In August 1939 Edna and her parents travelled to the UK on transit visas. They took the train to Cologne, where they had relatives and then took the plane to Croydon airport. The family settled in Finsbury Park. When the war started, Edna and her mother were sent to the countryside and the father stayed in London.
When Edna and her mother went before a tribunal they were classified ‘enemy alien A’ which meant that they were interned and sent to the Isle of Man, where they first stayed in a women and children’s camp and then in a family camp, where they were joined by Edna’s father. She has happy memories from her time on the Isle of Man.
When the family was released they moved to Kilburn. She found it difficult to speak to other children, as her main language had been German. But now in London, her parents told her not to speak German in public (a fact that seemed to have troubled her later). When the second Blitz began in 1943, Edna was taken first to Shropshire, then to Birmingham. In Birmingham she was fostered by a young English widow who had a son. Edna formed a close relationship to her foster brother and her parents visited her every month.
Towards the end of the war, she came back to London. Her parents had a small circle of refugee friends and Edna grew up as an only child without many other children. Her mother became one of the first GPs in the new National Health System (in Finsbury Park) and her father built up a small business (Beecha Products) Edna describes that her father was domineering and that her mother’s independence was in her work. Edna went to London Polytechnic to do a Secretarial Course and then to UCL to study Psychology. Later she became a Psychotherapist. She married Stanley Sovin in 1962 and they had three children. Edna joined a Reform Synagogue in her late thirties when she became interested in Judaism. Today she feels that she has remained an outsider in most of the groups she had joined. She went to Berlin a few years ago when a plague was erected in honour of her grand-parents, Bertha and Herrman Falkenberg. Among the papers she inherited from her mother, there is a rich correspondence with her grand-mother, who survived the war but died 1945 in Switzerland (when her papers to emigrate to the UK had just come through). Edna was very moved to find many references to herself in the letters of her grandmother.
My first memories are of the Isle of Man. I remember being brought to my mother’s room and opening the door and she was lying on the bed. I think she’d been crying. She had plenty to cry about. But- and also I remember on my third birthday we were- at the centre of the women’s camp was a small hotel. And there was a dining-cum-ballroom. And I remember on my third birthday I had a little pretty dress, a little organdie dress with pink and green ribbon trimming. And I remember dancing around with this little dress.
I remember we- there was a sort of big barbed wire fence that cut off the end of the street [on the Isle of Man]. And we stood by the side of the road. And my mother pointed- the men came in formation, you know, six abreast or something. And my mother pointed, “Look darling, there’s your daddy!” And there was this man carrying a big parcel that turned out to be a rocking horse he’d made for me. And they were marched in, and then at some later point they must have been reunited.
My father went to Germany. He went to a trade fair. He used to get a lot of his ideas from going to trade fairs in Germany. And I think one of the first times he went he found out what happened to his parents. And he came back and he told my mother. But they didn’t discuss it in front of me. They didn’t tell me anything. They just said, they- he found out. But I gathered that they were dead. That’s all I gathered.
I realise from the way I behave; the way I think, the way I feel that I’m still a refugee. Which is ridiculous. You know, I was eight months old. Now I’m seventy-eight years old and I still feel like a refugee. Not all the time. And not around here so much, because you know, it being a Jewish neighbourhood there’s this feeling that everybody’s come from somewhere else, even if it’s only Manchester. But… Yeah, I’m very, very grateful to Britain. They saved my life. It’s only recently I’ve realised how many people they refused to take in. You know- my parents- my mother gave me this sort of rosy feeling that you know, they saved us; they took us in. And I hadn’t recognised that- how many people they didn’t take in. And America as well. I’ve only recently understood that.

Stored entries
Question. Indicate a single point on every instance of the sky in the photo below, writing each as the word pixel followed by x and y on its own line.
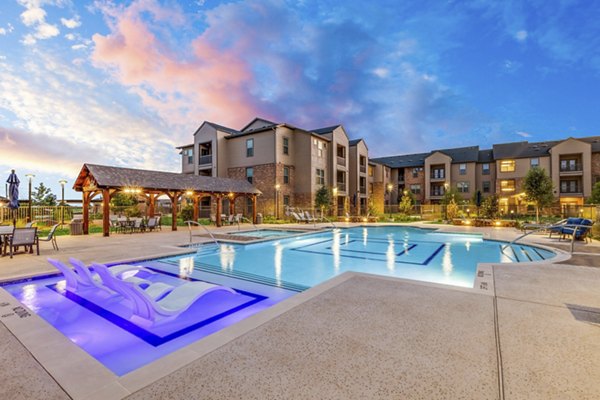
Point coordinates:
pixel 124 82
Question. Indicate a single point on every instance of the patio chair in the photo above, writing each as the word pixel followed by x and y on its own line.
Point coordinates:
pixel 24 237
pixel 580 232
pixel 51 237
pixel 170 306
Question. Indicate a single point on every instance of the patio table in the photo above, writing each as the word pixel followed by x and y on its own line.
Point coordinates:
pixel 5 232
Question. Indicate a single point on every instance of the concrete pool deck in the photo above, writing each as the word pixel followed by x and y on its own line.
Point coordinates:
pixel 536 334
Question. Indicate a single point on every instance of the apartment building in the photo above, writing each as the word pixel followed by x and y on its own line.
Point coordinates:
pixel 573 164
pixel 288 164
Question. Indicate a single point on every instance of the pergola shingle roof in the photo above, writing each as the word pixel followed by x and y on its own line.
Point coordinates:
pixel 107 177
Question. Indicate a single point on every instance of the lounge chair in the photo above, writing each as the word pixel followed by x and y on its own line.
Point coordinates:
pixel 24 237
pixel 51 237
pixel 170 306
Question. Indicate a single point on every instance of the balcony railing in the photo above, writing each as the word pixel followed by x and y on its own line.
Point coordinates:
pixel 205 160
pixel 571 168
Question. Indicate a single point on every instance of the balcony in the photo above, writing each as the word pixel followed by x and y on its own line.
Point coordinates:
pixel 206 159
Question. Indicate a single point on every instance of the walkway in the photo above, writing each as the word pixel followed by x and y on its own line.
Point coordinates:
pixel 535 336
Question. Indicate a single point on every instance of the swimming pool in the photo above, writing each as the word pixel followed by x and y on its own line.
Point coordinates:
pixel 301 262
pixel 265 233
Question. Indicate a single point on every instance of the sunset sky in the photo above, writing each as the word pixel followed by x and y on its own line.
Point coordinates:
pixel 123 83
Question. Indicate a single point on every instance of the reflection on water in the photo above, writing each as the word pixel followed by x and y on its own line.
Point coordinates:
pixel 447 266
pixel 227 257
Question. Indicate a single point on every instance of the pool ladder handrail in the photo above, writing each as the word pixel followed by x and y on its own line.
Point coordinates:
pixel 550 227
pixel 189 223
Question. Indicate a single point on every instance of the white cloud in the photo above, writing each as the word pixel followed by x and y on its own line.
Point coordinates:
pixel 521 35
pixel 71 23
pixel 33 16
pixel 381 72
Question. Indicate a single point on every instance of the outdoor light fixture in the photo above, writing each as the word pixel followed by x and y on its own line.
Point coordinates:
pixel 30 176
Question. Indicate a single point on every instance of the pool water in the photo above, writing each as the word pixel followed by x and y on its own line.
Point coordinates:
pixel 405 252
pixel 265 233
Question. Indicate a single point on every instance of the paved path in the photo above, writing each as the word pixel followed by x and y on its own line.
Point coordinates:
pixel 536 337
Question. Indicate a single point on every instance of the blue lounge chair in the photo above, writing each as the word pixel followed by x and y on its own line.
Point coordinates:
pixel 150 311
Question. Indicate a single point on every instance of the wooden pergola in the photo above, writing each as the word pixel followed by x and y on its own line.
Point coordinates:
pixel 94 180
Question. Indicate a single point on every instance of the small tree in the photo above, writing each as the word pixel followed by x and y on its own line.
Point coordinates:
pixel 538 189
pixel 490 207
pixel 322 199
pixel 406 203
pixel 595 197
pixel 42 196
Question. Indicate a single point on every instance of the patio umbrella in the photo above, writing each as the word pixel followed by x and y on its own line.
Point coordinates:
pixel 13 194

--

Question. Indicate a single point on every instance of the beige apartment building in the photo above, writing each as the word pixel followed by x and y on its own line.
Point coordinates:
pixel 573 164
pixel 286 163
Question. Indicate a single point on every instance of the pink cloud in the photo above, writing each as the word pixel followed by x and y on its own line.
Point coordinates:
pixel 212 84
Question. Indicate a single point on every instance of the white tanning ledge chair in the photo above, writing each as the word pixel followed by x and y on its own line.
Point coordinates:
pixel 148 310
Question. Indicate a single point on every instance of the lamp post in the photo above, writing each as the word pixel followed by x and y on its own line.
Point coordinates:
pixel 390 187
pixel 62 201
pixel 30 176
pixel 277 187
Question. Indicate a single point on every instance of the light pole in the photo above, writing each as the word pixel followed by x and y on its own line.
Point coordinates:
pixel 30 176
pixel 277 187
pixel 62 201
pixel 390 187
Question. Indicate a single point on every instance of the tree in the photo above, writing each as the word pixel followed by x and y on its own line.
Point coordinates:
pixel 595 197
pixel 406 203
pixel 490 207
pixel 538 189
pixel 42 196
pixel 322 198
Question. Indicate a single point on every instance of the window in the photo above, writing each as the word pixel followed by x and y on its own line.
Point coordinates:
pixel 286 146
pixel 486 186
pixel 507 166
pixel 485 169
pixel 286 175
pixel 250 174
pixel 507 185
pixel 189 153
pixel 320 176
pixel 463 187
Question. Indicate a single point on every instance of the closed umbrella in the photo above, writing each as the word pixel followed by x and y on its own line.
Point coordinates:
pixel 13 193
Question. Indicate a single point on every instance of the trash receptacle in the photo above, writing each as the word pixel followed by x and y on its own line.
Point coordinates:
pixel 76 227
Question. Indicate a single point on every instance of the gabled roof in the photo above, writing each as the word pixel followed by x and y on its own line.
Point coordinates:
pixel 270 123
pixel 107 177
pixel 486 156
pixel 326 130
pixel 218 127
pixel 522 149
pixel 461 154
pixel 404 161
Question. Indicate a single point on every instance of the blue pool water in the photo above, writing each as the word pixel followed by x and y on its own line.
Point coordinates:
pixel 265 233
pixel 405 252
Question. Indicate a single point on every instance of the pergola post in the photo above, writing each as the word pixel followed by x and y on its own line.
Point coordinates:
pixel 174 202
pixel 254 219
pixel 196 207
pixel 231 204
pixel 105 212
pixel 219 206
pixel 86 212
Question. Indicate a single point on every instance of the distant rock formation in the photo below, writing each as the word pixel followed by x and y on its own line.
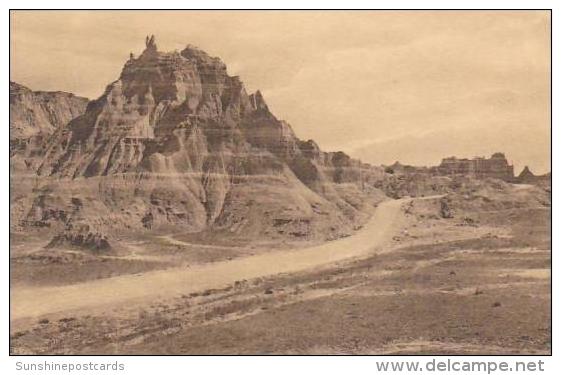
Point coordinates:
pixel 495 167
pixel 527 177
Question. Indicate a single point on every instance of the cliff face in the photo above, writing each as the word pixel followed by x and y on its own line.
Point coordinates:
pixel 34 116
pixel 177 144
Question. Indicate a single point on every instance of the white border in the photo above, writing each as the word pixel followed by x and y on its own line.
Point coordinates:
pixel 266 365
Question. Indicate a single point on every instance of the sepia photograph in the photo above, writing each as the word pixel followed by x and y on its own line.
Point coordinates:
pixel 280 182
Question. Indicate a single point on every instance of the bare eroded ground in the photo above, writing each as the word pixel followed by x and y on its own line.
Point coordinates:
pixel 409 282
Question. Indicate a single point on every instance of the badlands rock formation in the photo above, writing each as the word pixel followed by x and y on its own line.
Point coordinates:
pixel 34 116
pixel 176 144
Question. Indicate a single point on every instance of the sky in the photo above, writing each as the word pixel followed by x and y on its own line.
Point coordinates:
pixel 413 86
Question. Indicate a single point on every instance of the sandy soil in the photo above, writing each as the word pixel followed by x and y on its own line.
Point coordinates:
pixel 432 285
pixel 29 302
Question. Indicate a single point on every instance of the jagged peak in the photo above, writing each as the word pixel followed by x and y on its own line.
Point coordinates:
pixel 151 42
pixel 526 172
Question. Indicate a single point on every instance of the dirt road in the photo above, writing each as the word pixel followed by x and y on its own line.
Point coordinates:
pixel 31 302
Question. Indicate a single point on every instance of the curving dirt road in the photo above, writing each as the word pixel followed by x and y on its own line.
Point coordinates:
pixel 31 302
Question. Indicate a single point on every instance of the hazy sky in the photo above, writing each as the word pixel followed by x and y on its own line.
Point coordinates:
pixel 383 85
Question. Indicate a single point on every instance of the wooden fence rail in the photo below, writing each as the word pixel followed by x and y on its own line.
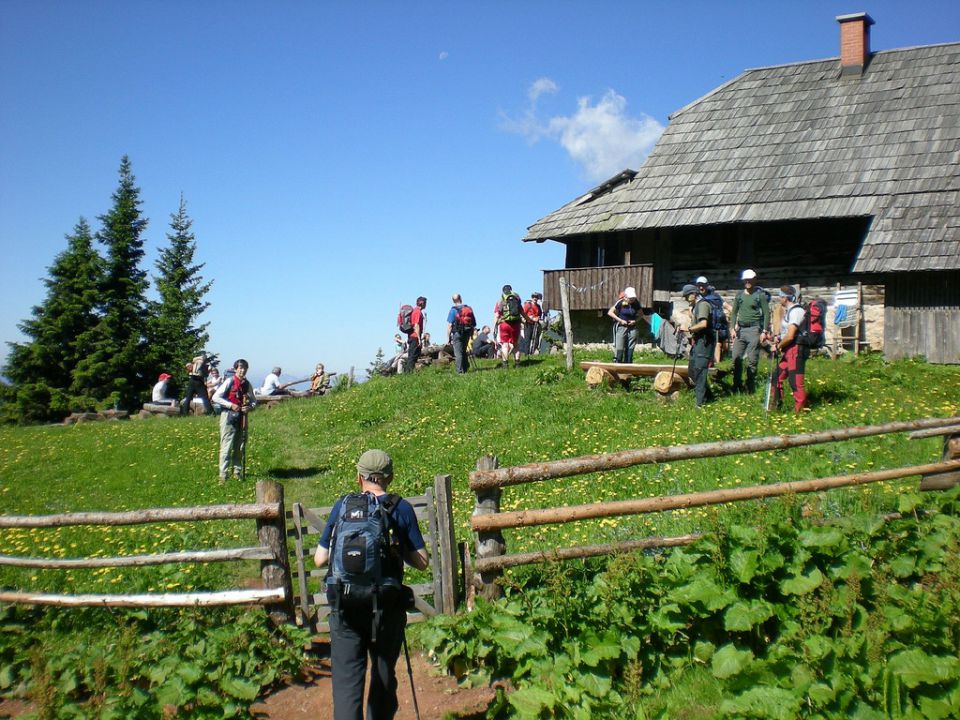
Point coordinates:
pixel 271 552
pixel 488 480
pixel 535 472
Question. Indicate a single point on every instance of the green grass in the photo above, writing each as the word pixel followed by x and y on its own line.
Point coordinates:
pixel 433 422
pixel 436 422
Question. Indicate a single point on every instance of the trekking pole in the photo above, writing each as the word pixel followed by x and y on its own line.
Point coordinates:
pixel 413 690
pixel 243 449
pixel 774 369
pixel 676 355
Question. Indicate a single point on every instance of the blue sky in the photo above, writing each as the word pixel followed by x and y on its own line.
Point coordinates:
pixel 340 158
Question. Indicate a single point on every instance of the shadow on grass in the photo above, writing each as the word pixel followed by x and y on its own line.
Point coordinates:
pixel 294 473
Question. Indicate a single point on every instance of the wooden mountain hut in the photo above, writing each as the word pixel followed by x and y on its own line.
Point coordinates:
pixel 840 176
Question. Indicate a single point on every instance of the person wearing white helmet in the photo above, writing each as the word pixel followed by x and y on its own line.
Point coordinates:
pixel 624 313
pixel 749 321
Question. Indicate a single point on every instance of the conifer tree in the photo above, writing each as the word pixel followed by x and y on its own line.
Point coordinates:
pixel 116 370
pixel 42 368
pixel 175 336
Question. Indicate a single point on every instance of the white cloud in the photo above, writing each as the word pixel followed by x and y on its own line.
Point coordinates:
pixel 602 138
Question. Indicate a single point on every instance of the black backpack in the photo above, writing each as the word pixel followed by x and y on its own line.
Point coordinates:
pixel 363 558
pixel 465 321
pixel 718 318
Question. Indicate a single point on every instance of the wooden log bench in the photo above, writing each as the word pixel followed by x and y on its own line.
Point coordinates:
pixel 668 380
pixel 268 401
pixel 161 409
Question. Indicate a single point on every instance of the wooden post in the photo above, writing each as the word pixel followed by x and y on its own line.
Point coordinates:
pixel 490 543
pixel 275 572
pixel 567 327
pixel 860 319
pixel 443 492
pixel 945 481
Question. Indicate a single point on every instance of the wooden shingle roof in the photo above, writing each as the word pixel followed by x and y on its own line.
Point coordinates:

--

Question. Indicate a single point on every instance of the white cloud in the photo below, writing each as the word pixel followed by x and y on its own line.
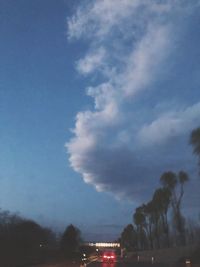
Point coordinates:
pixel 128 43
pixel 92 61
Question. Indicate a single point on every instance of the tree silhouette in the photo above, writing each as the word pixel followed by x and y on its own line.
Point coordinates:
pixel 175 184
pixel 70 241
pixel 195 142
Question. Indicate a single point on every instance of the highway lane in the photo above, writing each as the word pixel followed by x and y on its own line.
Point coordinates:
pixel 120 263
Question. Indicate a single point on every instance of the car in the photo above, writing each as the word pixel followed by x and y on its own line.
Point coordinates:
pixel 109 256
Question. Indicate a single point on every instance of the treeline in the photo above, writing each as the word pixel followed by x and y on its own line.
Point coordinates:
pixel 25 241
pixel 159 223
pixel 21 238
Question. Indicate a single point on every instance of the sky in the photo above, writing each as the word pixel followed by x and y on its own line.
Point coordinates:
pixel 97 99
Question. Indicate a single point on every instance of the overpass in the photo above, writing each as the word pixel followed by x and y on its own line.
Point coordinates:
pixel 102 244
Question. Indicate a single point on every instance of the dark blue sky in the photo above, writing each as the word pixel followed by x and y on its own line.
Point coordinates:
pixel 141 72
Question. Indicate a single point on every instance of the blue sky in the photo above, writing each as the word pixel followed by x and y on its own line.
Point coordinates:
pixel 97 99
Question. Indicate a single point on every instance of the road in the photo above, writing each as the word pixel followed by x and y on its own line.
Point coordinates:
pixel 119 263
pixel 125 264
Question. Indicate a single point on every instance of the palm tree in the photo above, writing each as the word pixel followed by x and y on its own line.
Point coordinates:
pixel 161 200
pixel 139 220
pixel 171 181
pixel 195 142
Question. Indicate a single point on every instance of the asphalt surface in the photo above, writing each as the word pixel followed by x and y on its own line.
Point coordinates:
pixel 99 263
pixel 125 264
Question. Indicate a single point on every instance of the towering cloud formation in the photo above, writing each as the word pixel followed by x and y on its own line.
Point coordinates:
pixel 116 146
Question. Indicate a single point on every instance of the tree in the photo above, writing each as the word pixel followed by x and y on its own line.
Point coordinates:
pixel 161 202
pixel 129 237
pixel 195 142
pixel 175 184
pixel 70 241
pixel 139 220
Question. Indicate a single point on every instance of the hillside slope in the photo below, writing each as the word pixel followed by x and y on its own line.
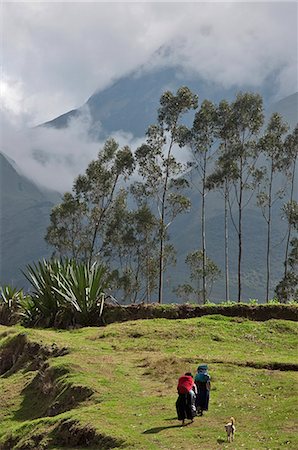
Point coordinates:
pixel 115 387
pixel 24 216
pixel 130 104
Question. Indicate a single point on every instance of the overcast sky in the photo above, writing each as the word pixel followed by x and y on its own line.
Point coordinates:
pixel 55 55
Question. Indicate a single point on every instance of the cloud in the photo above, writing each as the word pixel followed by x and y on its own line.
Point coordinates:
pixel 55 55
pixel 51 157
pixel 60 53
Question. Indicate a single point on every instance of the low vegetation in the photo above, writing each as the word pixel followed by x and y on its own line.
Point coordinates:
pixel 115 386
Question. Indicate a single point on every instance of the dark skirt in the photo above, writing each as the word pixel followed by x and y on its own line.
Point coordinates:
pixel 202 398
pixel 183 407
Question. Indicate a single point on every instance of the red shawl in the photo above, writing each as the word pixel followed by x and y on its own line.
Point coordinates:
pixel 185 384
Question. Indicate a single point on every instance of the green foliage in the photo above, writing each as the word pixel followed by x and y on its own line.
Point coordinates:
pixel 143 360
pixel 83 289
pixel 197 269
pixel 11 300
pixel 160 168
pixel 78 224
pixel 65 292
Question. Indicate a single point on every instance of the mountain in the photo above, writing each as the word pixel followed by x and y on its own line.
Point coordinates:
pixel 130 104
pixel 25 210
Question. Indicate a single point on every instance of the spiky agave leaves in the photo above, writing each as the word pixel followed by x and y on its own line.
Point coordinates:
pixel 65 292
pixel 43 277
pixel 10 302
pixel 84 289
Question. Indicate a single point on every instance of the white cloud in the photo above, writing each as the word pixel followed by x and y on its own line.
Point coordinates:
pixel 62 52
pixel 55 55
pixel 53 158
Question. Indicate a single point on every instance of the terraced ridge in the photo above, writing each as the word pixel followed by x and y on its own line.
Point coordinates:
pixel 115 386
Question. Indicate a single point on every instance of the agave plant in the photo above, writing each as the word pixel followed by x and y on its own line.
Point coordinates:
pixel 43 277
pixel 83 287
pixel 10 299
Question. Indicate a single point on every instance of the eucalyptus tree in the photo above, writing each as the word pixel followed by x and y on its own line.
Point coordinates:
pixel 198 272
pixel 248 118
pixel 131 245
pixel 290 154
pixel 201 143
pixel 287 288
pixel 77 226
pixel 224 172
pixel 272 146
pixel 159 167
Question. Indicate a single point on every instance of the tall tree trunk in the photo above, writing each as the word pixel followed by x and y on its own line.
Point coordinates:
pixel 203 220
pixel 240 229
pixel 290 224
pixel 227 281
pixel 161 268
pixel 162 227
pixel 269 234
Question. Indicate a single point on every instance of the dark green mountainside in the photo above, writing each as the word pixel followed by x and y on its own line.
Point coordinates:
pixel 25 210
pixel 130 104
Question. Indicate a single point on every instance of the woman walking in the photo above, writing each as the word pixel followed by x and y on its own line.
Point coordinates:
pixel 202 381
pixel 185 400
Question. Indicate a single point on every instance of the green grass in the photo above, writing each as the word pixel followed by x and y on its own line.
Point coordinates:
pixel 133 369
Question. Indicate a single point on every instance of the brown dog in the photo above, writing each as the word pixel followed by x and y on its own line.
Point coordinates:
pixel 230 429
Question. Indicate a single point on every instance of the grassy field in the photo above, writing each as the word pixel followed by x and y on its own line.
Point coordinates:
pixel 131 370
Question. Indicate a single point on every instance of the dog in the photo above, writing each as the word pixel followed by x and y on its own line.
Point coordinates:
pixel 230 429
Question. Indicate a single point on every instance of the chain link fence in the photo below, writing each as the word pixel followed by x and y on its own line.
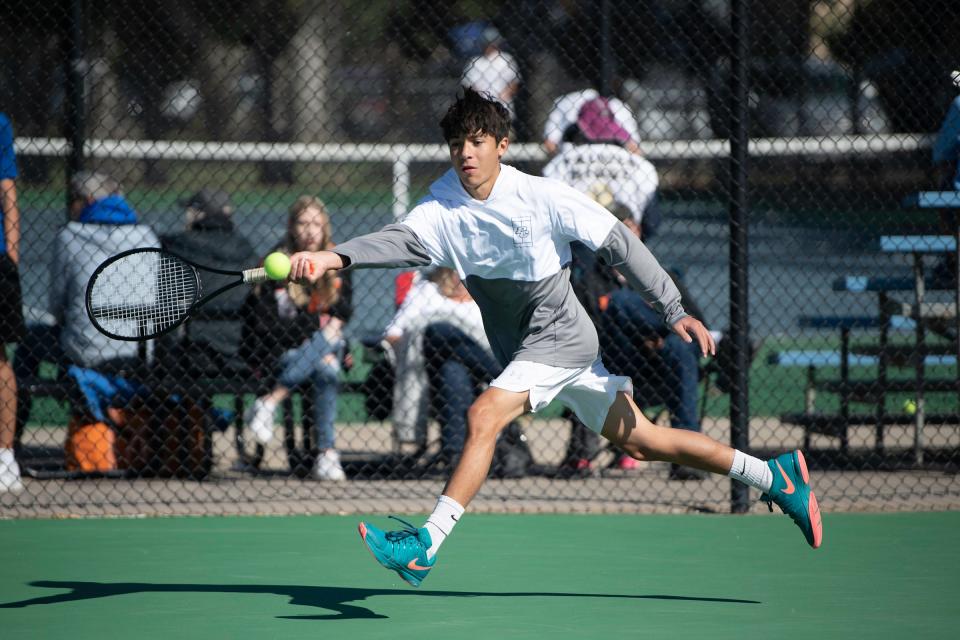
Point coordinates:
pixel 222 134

- Exercise set:
- 1) Answer these questions from the account of Edna's life:
(a) Where did the family settle after arriving in the UK?
(b) Who fostered Edna in Birmingham?
(c) What subject did Edna study at UCL?
- 2) List every person the account of Edna's life names with both a first and a last name.
- 3) Please update the account of Edna's life from "In August 1939" to "stayed in London.", putting "Düsseldorf" in place of "Cologne".
These records are separate material, apart from the account of Edna's life.

- Completed exercise:
- 1)
(a) Finsbury Park
(b) A young English widow who had a son
(c) Psychology

- 2)
Stanley Sovin
Bertha Falkenberg
Herrman Falkenberg

- 3)
In August 1939 Edna and her parents travelled to the UK on transit visas. They took the train to Düsseldorf, where they had relatives and then took the plane to Croydon airport. The family settled in Finsbury Park. When the war started, Edna and her mother were sent to the countryside and the father stayed in London.